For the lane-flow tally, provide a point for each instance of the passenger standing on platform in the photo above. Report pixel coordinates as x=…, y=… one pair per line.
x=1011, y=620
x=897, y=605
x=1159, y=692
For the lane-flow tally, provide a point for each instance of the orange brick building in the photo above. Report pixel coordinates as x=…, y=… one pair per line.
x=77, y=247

--

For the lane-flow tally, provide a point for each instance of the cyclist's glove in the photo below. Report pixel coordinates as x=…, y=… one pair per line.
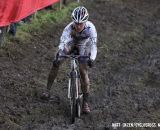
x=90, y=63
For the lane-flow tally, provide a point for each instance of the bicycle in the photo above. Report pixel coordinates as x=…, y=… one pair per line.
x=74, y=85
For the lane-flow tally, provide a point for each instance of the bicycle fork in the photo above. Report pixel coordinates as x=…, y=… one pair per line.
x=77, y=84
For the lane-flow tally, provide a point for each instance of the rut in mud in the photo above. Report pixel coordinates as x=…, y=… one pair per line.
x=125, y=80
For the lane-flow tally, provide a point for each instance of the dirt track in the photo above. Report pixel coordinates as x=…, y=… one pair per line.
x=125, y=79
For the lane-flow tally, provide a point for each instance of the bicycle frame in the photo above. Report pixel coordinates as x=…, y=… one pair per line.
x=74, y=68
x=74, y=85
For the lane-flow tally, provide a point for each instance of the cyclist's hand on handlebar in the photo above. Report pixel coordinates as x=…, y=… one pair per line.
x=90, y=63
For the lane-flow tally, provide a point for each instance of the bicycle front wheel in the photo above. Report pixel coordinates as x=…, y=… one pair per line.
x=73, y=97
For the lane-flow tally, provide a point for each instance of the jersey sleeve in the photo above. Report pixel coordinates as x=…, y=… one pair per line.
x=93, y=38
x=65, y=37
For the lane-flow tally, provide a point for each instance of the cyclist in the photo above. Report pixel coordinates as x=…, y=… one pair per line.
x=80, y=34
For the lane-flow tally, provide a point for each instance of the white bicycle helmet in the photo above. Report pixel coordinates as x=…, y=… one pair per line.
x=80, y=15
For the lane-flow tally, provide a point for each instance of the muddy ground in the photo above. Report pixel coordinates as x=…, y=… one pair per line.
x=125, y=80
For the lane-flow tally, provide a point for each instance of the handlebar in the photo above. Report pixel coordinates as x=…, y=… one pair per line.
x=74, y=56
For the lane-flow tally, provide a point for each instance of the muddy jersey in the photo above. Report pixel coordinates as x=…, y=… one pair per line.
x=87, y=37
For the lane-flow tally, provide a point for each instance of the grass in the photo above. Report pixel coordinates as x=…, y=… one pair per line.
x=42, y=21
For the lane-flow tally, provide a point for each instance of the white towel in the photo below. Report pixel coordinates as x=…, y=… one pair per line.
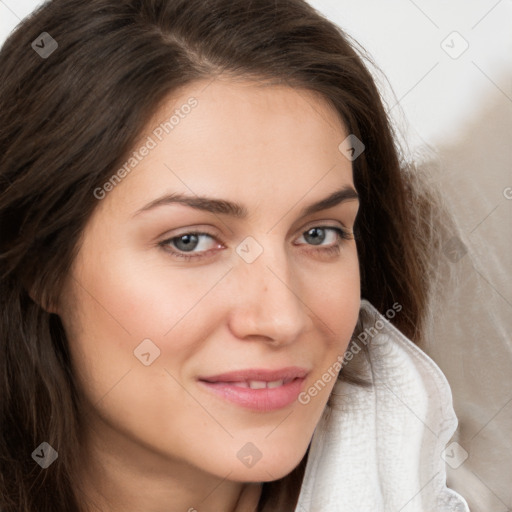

...

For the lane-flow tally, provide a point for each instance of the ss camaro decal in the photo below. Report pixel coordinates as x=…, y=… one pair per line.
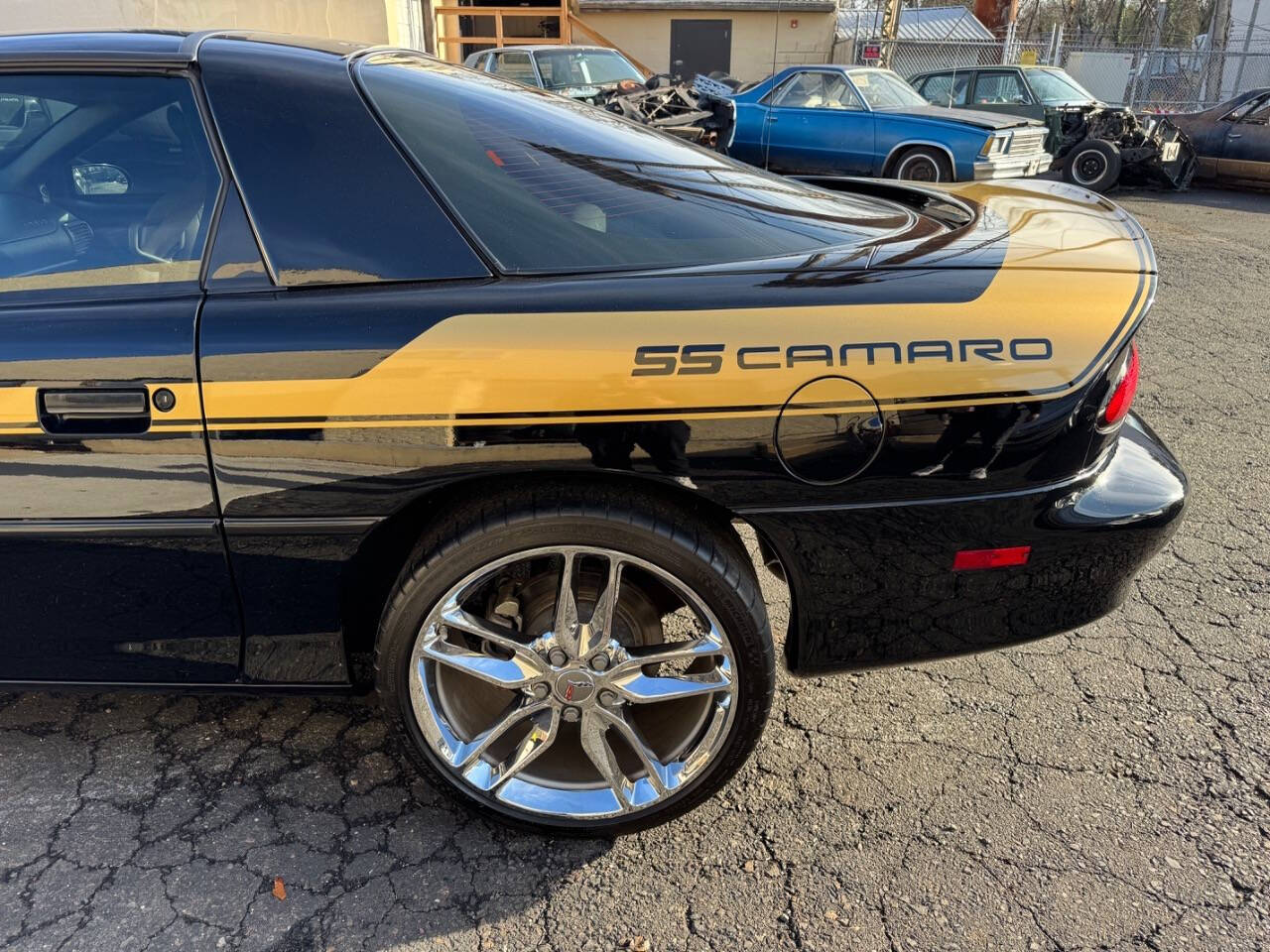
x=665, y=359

What you have to do: Copy word for word the lines of the listing above, starting at the one containing "the muddy ground" and ending at the one containing "the white towel".

Complete response:
For the lane-flow tally, provide a point for each instance of the muddy ground in the photo above. Report pixel coordinates as x=…, y=… one pair per line.
x=125, y=80
For the lane-flow tally, provide a point for each instance of the handlebar in the photo above. Report pixel coordinates as x=…, y=… one pair per line.
x=74, y=56
For the lane-flow tally, provide a point for each instance of the muddy jersey in the photo above. Report pixel coordinates as x=…, y=… one pair per line.
x=87, y=37
For the lane-flow tally, provide a point for each instance of the grass in the photo above. Report pixel coordinates as x=…, y=… one pair per line.
x=42, y=21
For the lane-flow tally, provide a point for each instance of the white towel in the photo below. Report pixel coordinates as x=…, y=… one pair per line.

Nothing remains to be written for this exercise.